::: PASSAGE PROVIDED :::

The Unfrozen Few has been reviewed by Kirkus Indie.
Below are selected highlights and the complete review.
Kirkus Indie Review
“An empathetic and layered meditation on illness and time.”
“Boyd has full control of his extensive cast, granting each of the characters complexity as they form alliances within their ‘Emergence.’”
“…introduces complex themes related to living with HIV and AIDS, including survivor’s guilt, positionality in the LGBTQ+ community, and fluid sexual identities, in a carefully considered way.”
— Kirkus Indie
February 11, 2026
Full Review
In Boyd’s speculative novel, the subjects of an experimental AIDS treatment awaken after decades of suspended animation.
Dr. Nathan Black wakes from a cryogen-induced sleep in an abandoned underground laboratory alongside ten other AIDS patients. The patients and their experimental treatment program have been long forgotten, since all “traces of Project I.C.E. disappeared during the cryogenic catastrophe scandal of ’95.” When the group emerges, confused and scared, in 2023, Nathan wants answers from the people at the biotech company who carried out the experiment—namely, his brother, Dr. Frankie Black, and his friend, Dr. J.J. Fletcher, both of whom have disappeared. As the unfrozen venture out into Duranga Valley, California, they discover that the biotech company, Black Ops, is now run by Dr. Brenda Black, Nathan’s stepmother, and her children, Nathan’s stepsiblings. The staff is determined to keep the unfrozen few from seeing the outside world until they’re up to speed to prevent brain glitches. (“None of you are ready. Not because the world is on fire, but because your minds are still dazed and confused, like you’ve been zapped into another dimension.”) But when a smartphone comes into the patients’ collective hands, they receive an overwhelming update about the state of the modern world, including the advents of Covid-19 and social media. As they try to contact their loved ones, Nathan digs into the truth behind the “frozen formula” and its absent architects while monitoring Brenda’s increasingly suspicious behavior.

::: PROVIDED MATERIAL :::

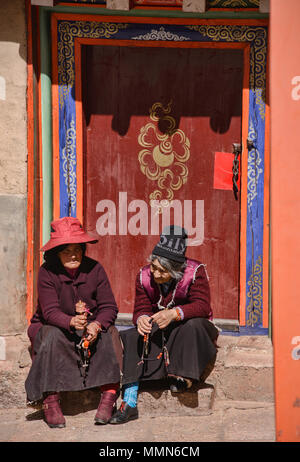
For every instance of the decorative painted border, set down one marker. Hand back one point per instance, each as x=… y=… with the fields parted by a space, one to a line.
x=67 y=31
x=211 y=3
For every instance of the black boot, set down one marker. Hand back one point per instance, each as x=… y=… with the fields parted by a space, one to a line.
x=124 y=414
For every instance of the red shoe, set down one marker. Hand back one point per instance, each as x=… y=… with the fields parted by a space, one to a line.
x=106 y=407
x=52 y=411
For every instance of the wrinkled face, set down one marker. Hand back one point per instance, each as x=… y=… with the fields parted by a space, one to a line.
x=160 y=274
x=71 y=256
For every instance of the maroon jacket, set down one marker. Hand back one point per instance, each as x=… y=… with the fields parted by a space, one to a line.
x=58 y=293
x=196 y=304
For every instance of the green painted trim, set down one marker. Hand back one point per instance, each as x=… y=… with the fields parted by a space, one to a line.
x=159 y=13
x=46 y=130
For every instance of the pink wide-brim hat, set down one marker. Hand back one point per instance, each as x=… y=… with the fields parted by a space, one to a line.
x=67 y=230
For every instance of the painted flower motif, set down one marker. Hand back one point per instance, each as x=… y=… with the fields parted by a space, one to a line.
x=163 y=156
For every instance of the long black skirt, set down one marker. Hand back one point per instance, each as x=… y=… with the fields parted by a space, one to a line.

:::

YOUR TASK: Decide whether each statement below agrees with the Kirkus Indie review above, giving yes or no and quoting the review's deciding words: (a) Nathan wakes alongside ten other AIDS patients. (b) The unfrozen group emerges in 1995. (c) Black Ops is now run by Nathan's brother, Dr. Frankie Black.

ANSWER TO THE EXERCISE:
(a) Yes: "Dr. Nathan Black wakes from a cryogen-induced sleep in an abandoned underground laboratory alongside ten other AIDS patients."
(b) No: "When the group emerges, confused and scared, in 2023"
(c) No: "is now run by Dr. Brenda Black, Nathan’s stepmother, and her children, Nathan’s stepsiblings"